**What you will do:** Rewrite these lines as a numbered list, skipping any blank lines. Leave the pictures out of your answer.

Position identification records
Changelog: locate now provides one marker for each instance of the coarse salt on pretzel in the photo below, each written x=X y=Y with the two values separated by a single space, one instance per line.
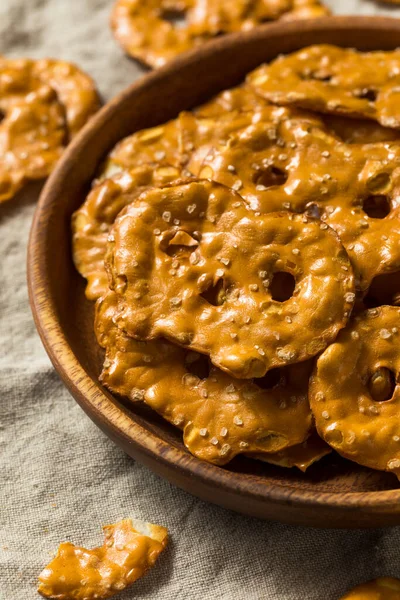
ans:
x=334 y=80
x=92 y=222
x=220 y=416
x=288 y=161
x=354 y=394
x=383 y=588
x=147 y=32
x=192 y=263
x=130 y=548
x=301 y=456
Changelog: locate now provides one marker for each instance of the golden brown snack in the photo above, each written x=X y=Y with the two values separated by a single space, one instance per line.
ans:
x=160 y=144
x=359 y=131
x=146 y=30
x=301 y=456
x=288 y=160
x=354 y=394
x=130 y=548
x=241 y=98
x=76 y=91
x=334 y=80
x=220 y=416
x=34 y=120
x=383 y=588
x=92 y=222
x=190 y=262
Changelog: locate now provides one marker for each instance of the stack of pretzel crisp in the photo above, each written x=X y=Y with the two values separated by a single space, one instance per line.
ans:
x=245 y=263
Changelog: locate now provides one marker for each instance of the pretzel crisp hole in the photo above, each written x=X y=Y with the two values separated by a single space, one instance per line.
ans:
x=270 y=380
x=198 y=365
x=270 y=177
x=381 y=384
x=367 y=94
x=175 y=17
x=379 y=183
x=215 y=294
x=384 y=290
x=282 y=286
x=377 y=207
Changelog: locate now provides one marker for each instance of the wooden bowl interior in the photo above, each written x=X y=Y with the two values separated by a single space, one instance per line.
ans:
x=184 y=85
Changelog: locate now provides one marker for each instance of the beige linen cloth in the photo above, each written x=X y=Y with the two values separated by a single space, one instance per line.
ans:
x=61 y=478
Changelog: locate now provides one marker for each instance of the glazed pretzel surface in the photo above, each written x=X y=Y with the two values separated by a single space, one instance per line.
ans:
x=92 y=222
x=354 y=394
x=130 y=548
x=177 y=245
x=42 y=103
x=147 y=32
x=220 y=416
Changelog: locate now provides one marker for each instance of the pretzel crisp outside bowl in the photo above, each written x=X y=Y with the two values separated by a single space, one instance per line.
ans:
x=42 y=103
x=220 y=416
x=354 y=394
x=187 y=262
x=383 y=588
x=337 y=492
x=146 y=31
x=333 y=80
x=130 y=548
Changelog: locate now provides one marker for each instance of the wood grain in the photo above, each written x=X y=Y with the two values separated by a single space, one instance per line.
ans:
x=334 y=493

**Result for this exercise:**
1. Changelog: locate now provides one marker for each instance of the coarse salt on pretzel in the photo below, each written x=X y=Y with the two values separated by a single space, one instance per line.
2. ans:
3. x=334 y=80
4. x=92 y=222
5. x=220 y=416
6. x=288 y=161
7. x=354 y=394
8. x=383 y=588
9. x=147 y=32
10. x=192 y=263
11. x=130 y=548
12. x=301 y=456
13. Changelog: locate now provides one marker for each instance of the golden brown snack in the photo above, each written x=X y=Y with the two values separated by a single space, one instance per line.
14. ans:
15. x=160 y=144
16. x=359 y=131
17. x=146 y=30
18. x=301 y=456
19. x=288 y=160
20. x=354 y=394
21. x=130 y=548
22. x=241 y=98
23. x=76 y=91
24. x=334 y=80
25. x=220 y=416
26. x=34 y=120
27. x=383 y=588
28. x=92 y=222
29. x=190 y=262
30. Changelog: locate now provides one marker for each instance of the stack of pretzel crisp in the photo above, each written x=X y=Y with the two values separated by a single space, one instance per line.
31. ans:
32. x=245 y=263
33. Changelog: locate now provides one marker for each instance of the pretzel crisp hole in the photo above, each written x=X y=Y with the two values separated by a single space, one instance per line.
34. ans:
35. x=270 y=380
36. x=198 y=365
37. x=270 y=177
38. x=381 y=384
39. x=367 y=94
40. x=175 y=17
41. x=379 y=183
42. x=215 y=294
43. x=384 y=290
44. x=282 y=286
45. x=377 y=207
46. Changelog: locate now provides one marker for each instance of the wooden bowl interior in the photo above, each written x=X y=Y with the two values separated by a single space, one instance per line.
47. ans:
48. x=184 y=85
49. Changelog: locate now provides one marker for each instance of the beige linen cloth in the photo above, each written x=X y=Y with the two values separated by a single space, one instance per line.
50. ans:
51. x=61 y=478
52. Changelog: locate now provides one marker for each instance of the glazed pretzel surface in the photo above, each written x=X y=Y with the two values separated by a single space, one instance per line.
53. ans:
54. x=92 y=222
55. x=354 y=394
56. x=130 y=548
57. x=177 y=245
58. x=42 y=103
59. x=147 y=32
60. x=220 y=416
61. Changelog: locate now provides one marker for each instance of the pretzel crisp outside bowl in the photo above, each written x=X y=Y with the two values separated by a single space, one instance per line.
62. ans:
63. x=42 y=103
64. x=220 y=416
65. x=354 y=394
66. x=187 y=262
67. x=383 y=588
68. x=337 y=492
69. x=146 y=31
70. x=333 y=80
71. x=130 y=548
72. Changelog: locate now provides one marker for each instance of the wood grain in the photo above, each written x=X y=Y with the two values separated by a single space, one instance per line.
73. ans:
74. x=334 y=493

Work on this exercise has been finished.